Collect every line of the items below that contains the word "muddy", and copy each of those lines out.

#### Material shown ####

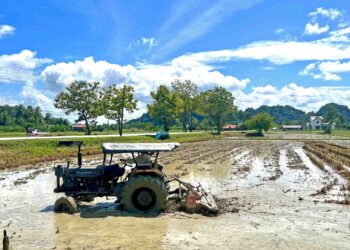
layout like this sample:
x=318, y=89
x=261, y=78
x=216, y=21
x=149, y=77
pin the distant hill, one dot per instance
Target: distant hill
x=343, y=110
x=282, y=114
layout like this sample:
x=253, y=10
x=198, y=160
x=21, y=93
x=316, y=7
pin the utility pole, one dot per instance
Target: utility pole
x=122, y=113
x=5, y=242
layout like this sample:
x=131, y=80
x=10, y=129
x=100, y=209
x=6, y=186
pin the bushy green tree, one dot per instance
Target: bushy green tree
x=186, y=92
x=330, y=116
x=81, y=97
x=260, y=122
x=163, y=108
x=217, y=105
x=116, y=101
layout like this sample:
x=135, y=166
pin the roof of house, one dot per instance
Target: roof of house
x=312, y=118
x=291, y=126
x=111, y=148
x=78, y=126
x=230, y=126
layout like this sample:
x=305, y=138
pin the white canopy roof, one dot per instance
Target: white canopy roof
x=114, y=148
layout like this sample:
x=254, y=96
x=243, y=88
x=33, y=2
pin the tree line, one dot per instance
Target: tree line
x=20, y=118
x=170, y=105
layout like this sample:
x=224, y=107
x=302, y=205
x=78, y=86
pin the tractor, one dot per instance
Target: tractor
x=136, y=178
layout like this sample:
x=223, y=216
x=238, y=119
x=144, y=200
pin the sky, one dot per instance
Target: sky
x=267, y=52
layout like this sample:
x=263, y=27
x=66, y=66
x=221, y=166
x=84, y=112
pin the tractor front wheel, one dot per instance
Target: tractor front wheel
x=144, y=194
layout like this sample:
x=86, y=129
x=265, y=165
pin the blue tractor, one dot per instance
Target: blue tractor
x=135, y=177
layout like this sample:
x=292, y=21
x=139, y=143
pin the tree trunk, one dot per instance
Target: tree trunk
x=122, y=114
x=185, y=120
x=88, y=131
x=219, y=128
x=190, y=120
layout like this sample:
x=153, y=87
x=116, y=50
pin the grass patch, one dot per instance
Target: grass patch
x=14, y=154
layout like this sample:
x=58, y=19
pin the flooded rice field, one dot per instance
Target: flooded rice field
x=271, y=195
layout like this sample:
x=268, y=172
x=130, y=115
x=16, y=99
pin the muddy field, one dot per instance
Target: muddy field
x=272, y=195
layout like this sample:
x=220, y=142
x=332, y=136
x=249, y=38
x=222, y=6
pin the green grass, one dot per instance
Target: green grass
x=336, y=132
x=111, y=132
x=26, y=152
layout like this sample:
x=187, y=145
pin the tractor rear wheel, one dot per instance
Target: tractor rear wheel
x=144, y=194
x=66, y=204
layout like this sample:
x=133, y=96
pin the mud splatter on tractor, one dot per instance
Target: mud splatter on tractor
x=137, y=181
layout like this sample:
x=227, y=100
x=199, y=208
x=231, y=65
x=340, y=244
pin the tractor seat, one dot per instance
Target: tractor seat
x=112, y=171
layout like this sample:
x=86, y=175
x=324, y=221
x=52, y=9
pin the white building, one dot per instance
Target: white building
x=316, y=123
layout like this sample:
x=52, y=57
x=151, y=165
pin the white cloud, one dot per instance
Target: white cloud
x=36, y=97
x=278, y=52
x=25, y=59
x=148, y=42
x=327, y=70
x=203, y=23
x=5, y=100
x=304, y=98
x=6, y=30
x=143, y=77
x=280, y=31
x=328, y=13
x=19, y=67
x=312, y=29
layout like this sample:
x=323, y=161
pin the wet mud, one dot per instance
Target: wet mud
x=271, y=195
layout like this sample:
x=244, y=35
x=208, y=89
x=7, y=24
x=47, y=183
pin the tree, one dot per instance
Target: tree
x=81, y=97
x=330, y=116
x=186, y=92
x=163, y=107
x=260, y=122
x=115, y=101
x=217, y=105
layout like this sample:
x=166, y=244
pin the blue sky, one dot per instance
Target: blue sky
x=266, y=52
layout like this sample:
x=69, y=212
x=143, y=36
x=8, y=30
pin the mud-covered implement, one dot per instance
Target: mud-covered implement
x=135, y=178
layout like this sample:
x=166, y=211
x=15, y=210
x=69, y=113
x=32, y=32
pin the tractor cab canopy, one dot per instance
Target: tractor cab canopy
x=143, y=151
x=116, y=148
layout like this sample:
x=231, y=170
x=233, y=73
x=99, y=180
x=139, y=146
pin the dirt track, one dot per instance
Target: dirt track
x=270, y=193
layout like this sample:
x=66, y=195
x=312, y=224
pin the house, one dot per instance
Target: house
x=291, y=127
x=230, y=127
x=316, y=123
x=78, y=127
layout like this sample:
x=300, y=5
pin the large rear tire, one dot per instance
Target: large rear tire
x=144, y=194
x=66, y=204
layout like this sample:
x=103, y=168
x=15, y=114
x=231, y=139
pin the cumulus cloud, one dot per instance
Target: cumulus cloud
x=328, y=70
x=6, y=30
x=4, y=100
x=144, y=77
x=19, y=67
x=328, y=13
x=36, y=97
x=304, y=98
x=315, y=29
x=148, y=42
x=279, y=52
x=26, y=59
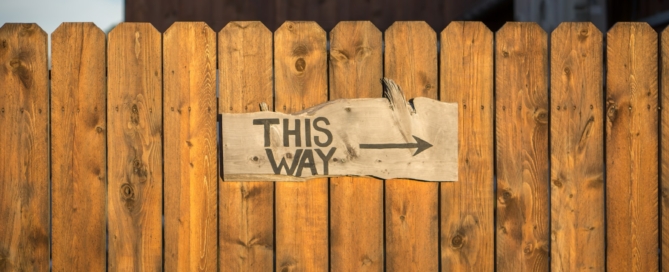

####

# Written response:
pin the muddy field, one dot per instance
Target: muddy field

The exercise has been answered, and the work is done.